## start Data extract

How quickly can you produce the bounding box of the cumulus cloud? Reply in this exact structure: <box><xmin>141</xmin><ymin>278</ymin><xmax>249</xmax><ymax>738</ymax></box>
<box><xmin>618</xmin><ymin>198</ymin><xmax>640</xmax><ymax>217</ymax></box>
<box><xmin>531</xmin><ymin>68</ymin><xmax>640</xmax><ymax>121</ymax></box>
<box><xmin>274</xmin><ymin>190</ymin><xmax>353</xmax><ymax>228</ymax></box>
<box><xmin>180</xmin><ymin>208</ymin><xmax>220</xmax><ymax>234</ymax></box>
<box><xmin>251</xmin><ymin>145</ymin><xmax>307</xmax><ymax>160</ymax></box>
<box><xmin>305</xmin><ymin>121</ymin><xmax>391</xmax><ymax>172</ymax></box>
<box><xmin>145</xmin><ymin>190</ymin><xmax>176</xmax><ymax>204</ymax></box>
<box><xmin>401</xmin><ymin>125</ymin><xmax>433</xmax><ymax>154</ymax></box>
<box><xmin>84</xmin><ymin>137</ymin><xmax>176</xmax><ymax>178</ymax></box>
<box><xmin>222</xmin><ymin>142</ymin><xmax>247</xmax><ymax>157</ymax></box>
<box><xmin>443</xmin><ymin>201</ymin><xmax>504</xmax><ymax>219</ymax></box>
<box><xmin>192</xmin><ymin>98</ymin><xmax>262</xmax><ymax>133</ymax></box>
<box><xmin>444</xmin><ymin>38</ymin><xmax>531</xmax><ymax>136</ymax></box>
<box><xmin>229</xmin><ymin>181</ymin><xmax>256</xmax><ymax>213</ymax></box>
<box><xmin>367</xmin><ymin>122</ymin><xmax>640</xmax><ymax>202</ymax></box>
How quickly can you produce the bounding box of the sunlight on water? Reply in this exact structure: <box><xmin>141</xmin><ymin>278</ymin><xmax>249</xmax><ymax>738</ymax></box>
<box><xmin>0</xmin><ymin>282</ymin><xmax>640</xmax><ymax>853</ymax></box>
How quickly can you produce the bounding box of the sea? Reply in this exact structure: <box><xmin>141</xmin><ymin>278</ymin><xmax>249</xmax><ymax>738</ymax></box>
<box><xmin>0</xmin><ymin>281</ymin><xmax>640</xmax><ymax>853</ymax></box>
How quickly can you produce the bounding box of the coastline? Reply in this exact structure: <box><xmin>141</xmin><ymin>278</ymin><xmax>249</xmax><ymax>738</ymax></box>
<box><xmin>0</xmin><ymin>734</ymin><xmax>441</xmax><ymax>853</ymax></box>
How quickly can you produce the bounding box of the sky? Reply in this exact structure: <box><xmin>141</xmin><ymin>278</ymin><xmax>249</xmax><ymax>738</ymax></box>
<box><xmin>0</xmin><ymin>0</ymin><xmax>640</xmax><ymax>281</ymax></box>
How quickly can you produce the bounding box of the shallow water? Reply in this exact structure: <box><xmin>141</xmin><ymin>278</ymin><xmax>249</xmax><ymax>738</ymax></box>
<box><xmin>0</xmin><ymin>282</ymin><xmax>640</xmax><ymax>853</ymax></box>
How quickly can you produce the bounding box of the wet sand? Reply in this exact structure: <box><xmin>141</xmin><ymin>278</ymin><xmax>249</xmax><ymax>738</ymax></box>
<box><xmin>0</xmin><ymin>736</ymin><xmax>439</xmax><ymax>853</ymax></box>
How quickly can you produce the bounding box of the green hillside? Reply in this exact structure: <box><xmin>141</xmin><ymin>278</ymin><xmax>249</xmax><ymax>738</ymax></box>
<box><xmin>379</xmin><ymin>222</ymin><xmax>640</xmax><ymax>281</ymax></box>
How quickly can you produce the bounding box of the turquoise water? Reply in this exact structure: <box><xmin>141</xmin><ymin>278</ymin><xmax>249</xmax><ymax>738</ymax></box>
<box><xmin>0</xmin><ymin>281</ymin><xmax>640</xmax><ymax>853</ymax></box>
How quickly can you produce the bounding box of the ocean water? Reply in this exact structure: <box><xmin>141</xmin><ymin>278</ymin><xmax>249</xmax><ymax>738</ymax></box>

## end Data extract

• _Written request_:
Which lines of the entries above contain the word "water"? Show each of them in full.

• _Result of the task_:
How quickly can you produce the bounding box of the sunlight on water? Reply in this exact structure: <box><xmin>141</xmin><ymin>278</ymin><xmax>249</xmax><ymax>738</ymax></box>
How quickly can you produce the bounding box of the shallow water? Reply in this exact structure: <box><xmin>141</xmin><ymin>278</ymin><xmax>249</xmax><ymax>738</ymax></box>
How quickly can you produce the bounding box of the turquoise water? Reply in this exact structure: <box><xmin>141</xmin><ymin>278</ymin><xmax>249</xmax><ymax>738</ymax></box>
How quickly can you produce the bounding box of the ocean water? Reply in this exact structure: <box><xmin>141</xmin><ymin>278</ymin><xmax>249</xmax><ymax>738</ymax></box>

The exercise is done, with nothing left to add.